(Problem to work on): A word-for-word repeat of the records below is what this calls for.

* * * * *

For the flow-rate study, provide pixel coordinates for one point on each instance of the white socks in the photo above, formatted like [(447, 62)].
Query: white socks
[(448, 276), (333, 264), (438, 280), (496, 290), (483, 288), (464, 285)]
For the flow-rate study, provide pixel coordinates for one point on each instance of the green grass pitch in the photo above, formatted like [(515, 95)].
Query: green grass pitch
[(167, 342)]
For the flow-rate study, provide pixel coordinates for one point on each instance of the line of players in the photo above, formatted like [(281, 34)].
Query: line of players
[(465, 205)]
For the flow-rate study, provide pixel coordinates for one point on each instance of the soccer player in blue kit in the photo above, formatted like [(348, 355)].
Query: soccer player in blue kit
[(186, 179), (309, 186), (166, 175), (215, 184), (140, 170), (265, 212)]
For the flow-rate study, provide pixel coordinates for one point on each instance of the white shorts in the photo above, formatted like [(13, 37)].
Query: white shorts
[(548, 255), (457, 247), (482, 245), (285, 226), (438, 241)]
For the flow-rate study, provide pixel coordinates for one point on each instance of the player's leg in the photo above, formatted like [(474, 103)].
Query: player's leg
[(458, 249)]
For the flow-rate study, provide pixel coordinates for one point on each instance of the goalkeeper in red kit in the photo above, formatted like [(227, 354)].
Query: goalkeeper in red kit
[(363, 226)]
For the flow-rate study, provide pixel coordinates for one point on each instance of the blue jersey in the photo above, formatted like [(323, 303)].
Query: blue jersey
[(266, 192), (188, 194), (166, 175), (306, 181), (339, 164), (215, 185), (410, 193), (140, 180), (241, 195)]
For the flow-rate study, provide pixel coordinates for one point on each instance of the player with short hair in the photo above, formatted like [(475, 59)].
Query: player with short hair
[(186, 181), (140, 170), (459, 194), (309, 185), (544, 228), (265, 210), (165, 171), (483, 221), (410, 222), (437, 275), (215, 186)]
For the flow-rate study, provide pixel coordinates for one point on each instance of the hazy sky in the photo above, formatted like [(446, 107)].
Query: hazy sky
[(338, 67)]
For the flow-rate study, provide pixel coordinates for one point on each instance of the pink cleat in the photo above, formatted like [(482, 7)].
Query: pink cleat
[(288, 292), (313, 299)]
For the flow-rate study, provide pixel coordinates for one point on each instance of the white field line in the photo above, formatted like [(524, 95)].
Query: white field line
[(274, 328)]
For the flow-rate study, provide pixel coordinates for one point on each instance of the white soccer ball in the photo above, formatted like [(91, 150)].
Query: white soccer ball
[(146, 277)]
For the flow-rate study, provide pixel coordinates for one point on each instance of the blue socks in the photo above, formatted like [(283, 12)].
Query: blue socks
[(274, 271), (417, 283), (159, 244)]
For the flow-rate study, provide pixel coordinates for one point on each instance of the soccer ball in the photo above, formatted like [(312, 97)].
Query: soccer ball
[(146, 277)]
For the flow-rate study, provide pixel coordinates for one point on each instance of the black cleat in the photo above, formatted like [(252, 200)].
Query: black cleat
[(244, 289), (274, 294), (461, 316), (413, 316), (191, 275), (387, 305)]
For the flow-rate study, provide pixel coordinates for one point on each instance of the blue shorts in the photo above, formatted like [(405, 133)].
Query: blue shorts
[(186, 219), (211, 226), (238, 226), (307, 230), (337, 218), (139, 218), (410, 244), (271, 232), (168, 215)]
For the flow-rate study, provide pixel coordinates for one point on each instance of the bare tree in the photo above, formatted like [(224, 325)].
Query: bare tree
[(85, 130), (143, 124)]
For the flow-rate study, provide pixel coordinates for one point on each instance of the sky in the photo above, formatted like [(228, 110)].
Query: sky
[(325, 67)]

* * * * *

(Answer to this exercise):
For the flow-rate study, provide pixel coordinates for one point on each instance of the white socks in the photo above, formatted like [(447, 62)].
Query: white socks
[(448, 276), (333, 264), (438, 280), (496, 290), (483, 288), (464, 285)]
For the flow-rate study, provide pixel coordinates for one point on each instance of the green grass pitch in the photo above, formatted like [(515, 95)].
Query: green grass pitch
[(167, 342)]
For the flow-rate study, provide pixel coordinates for one point on each instance of the line of players in the photo above, formatted like [(281, 34)].
Query: line of players
[(465, 205)]
For the flow-rate study, provide pixel coordinates for one point on each instance of the soccer player in blue kit in the photo above, formatted like [(348, 355)].
Query: soccer player in blue kit
[(186, 179), (309, 186), (166, 175), (215, 184), (140, 170), (265, 212)]
For the flow-rate study, provide pixel coordinates for one point on each instance of the white shorts in the photo above, formatted like [(13, 37)].
Query: white shorts
[(548, 255), (457, 247), (482, 245), (285, 226), (438, 241)]
For the flow-rate study, provide pixel coordinates for one point on each instance of the player's leg in the photo above, formatted like [(474, 103)].
Query: player's leg
[(458, 249)]
For the flow-rate study, provide pixel coordinates for one point on each instance of the goalkeeper in red kit in the photo above, formatted like [(227, 354)].
Query: goalkeeper in red kit
[(363, 226)]
For the flow-rate study, provide pixel coordinates for one point on each instance of the blue jersey in the photo above, formatted like [(323, 303)].
Query: blue jersey
[(266, 192), (188, 194), (166, 175), (306, 181), (339, 164), (215, 185), (410, 193), (140, 180), (241, 195)]
For the flow-rate study, provide pixel coordinates for one point on each instance of the player with short hair in the photo above, formatted like [(475, 59)].
Query: player with short hair
[(186, 181), (140, 170), (459, 194), (309, 185), (544, 228), (265, 210), (165, 171), (483, 221), (410, 222), (437, 275), (215, 186)]
For the flow-rate study, provide pixel coordinates for one point on each instance of the hazy sky in the photo above, formatted like [(446, 107)].
Query: hazy sky
[(338, 67)]
For the flow-rate study, provide pixel coordinates for one point on each instance of the pink cleat in the photo above, formatted like [(482, 7)].
Query: pink cleat
[(288, 292), (313, 299)]
For the flow-rate study, provide pixel coordinates for one point on each instance of the white field line in the photo above, formatted like [(524, 95)].
Query: white field line
[(274, 328)]
For the flow-rate study, provide pixel coordinates for one point on each instance of the white soccer ball in the photo above, formatted like [(91, 150)].
Query: white soccer ball
[(146, 277)]
For the flow-rate study, provide pixel coordinates for one point on each instance of the blue socks in the photo above, formatted like [(283, 12)].
Query: blue socks
[(274, 271), (417, 283), (159, 244)]
For the flow-rate study, provide pixel coordinates for one point on each instance of the soccer ball in the photo above, formatted like [(312, 97)].
Query: soccer ball
[(146, 277)]
For the flow-rate study, provide pixel coordinates for one point on each instance of the black cleat in the photo above, formatted like [(252, 200)].
Query: black cleat
[(244, 289), (274, 294), (461, 316), (413, 316), (191, 275), (387, 305)]
For the flow-rate study, provide pixel coordinates for one point on each instance of the blue shorts in the photo above, formatted like [(405, 133)].
Query: blue shorts
[(186, 219), (211, 226), (238, 226), (307, 230), (337, 218), (139, 218), (410, 244), (271, 232), (168, 215)]
For the flow-rate study, provide pixel coordinates for one point on each instance of the bare tree in the photo above, formatted like [(224, 325)].
Query: bare tree
[(85, 130), (143, 124)]
For the flow-rate study, provide pixel coordinates for one point on each instance of the sky in the photo above, formatted like [(228, 110)].
Query: sky
[(325, 67)]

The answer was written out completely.